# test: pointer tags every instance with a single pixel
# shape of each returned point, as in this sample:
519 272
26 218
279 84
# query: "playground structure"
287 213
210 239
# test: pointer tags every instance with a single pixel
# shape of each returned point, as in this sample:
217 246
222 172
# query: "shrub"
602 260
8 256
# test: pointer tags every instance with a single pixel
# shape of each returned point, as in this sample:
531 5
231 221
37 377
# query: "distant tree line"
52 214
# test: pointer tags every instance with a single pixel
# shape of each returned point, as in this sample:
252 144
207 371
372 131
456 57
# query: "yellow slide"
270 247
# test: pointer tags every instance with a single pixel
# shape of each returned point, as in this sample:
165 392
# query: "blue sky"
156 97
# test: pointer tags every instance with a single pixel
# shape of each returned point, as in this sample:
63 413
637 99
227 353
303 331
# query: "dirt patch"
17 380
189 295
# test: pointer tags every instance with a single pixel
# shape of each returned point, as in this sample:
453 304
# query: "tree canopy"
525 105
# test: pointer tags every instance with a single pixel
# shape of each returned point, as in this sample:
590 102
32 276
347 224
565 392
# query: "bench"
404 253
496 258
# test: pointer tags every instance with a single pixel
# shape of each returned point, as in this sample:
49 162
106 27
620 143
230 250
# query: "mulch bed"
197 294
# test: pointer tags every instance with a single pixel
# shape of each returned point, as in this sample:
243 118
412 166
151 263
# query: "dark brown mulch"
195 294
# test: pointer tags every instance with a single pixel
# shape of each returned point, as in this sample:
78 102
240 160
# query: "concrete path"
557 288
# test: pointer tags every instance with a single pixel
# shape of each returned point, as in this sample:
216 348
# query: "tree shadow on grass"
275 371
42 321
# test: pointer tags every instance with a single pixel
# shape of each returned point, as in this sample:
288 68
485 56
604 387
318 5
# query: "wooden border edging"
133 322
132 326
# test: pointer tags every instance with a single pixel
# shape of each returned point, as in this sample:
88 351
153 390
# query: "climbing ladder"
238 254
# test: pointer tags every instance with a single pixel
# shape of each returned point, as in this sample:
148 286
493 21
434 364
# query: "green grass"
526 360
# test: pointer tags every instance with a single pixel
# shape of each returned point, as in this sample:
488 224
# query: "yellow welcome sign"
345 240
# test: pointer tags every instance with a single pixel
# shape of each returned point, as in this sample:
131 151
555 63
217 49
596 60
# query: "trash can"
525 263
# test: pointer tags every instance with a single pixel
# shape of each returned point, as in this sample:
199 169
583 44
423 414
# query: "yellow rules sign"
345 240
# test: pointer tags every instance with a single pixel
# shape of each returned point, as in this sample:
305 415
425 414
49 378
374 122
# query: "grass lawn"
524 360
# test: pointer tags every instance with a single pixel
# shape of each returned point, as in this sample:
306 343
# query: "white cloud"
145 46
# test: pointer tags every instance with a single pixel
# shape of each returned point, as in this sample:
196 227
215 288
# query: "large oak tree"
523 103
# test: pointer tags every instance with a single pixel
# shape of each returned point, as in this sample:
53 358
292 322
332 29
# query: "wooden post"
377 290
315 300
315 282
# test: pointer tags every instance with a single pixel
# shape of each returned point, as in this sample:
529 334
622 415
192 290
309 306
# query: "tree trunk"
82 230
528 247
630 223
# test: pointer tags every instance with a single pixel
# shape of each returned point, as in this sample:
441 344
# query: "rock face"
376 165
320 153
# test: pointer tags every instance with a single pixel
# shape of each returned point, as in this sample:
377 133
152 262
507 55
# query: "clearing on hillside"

EXERCISE: Go through the material above line by line and copy it exactly.

TASK RESPONSE:
# test: pointer tags every instance with a single pixel
# shape of each returned point, as in this sample:
519 272
26 218
279 84
# query: "playground structure"
287 213
210 239
# test: pointer tags every instance with a single pixel
# shape of each returned point, as in this sample:
217 246
222 172
# query: "shrub"
602 260
8 256
# test: pointer tags every instance with a single pixel
# shape of each returned point, as in this sample:
531 5
231 221
37 377
# query: "distant tree line"
52 214
# test: pointer tags every instance with a single pixel
# shape of each returned point, as in this sample:
252 144
207 371
372 131
456 57
# query: "yellow slide"
270 247
# test: pointer tags every instance with a single pixel
# shape of each returned point, as in this sample:
165 392
# query: "blue sky"
156 97
# test: pointer tags every instance with a single pixel
# shape of each returned point, as in this sample:
63 413
637 99
227 353
303 331
# query: "dirt patch"
17 380
189 295
# test: pointer tags every instance with a single pixel
# shape of each returned point, as in this sample:
453 304
# query: "tree canopy"
525 105
# test: pointer tags every instance with a single pixel
# shape of each returned point, as in this sample:
590 102
32 276
347 224
565 392
# query: "bench"
404 253
496 258
# test: pointer tags every instance with a single pixel
# shape of each returned point, as in this sample:
49 162
106 27
620 143
230 250
# query: "mulch bed"
197 294
# test: pointer tags every instance with a single pixel
# shape of each returned point, as in this sample:
243 118
412 166
151 263
# query: "dark brown mulch"
195 294
# test: pointer tags every instance with a single pixel
# shape of each returned point, as in this sample:
78 102
240 160
# query: "concrete path"
557 288
# test: pointer tags every instance with a single pixel
# shape of each returned point, as in this sample:
216 348
# query: "tree shadow on grass"
275 371
42 321
# test: pointer tags every instance with a single pixel
# shape of each returned point, as in this sample:
288 68
485 56
604 387
318 5
# query: "wooden border edging"
133 322
132 326
# test: pointer tags every instance with a single pixel
# shape of each returned point, as in this sample:
88 351
153 390
# query: "climbing ladder"
238 254
# test: pointer tags every instance with a single pixel
# shape of each returned point, as in this sample:
148 286
493 21
434 364
# query: "green grass"
526 360
# test: pointer tags every instance with a single pixel
# shape of each returned point, as in this sample:
488 224
# query: "yellow welcome sign"
345 240
# test: pointer tags every instance with a single pixel
# shape of each returned point, as in this sample:
131 151
555 63
217 49
596 60
# query: "trash can"
525 263
# test: pointer tags every instance with a single pixel
# shape of each returned point, as in this sample:
199 169
583 44
423 414
# query: "yellow rules sign"
345 240
# test: pointer tags every instance with a single pixel
# shape of each returned point, as in this sample:
305 415
425 414
49 378
374 122
# query: "grass lawn"
524 360
# test: pointer tags every instance with a single pixel
# shape of each returned point, as in this sample:
306 343
# query: "white cloud"
145 46
# test: pointer tags every instance with a single pixel
# shape of each returned point, as in this sample:
196 227
215 288
# query: "large oak tree"
523 103
# test: pointer tags every instance with a single pixel
# shape of each returned point, as in this sample:
53 358
292 322
332 29
# query: "wooden post"
377 290
315 300
315 282
# test: pointer tags every instance with a single pixel
# shape of each returned point, as in this sample:
529 334
622 415
192 290
309 306
# query: "tree trunk"
82 230
528 247
630 223
# test: pointer tags every instance with a single pixel
# shape of each returned point, as in this sample:
441 344
# query: "rock face"
376 165
320 153
# test: pointer tags every instance with a single pixel
# shape of each returned point, as in this sample:
377 133
152 262
507 55
# query: "clearing on hillside"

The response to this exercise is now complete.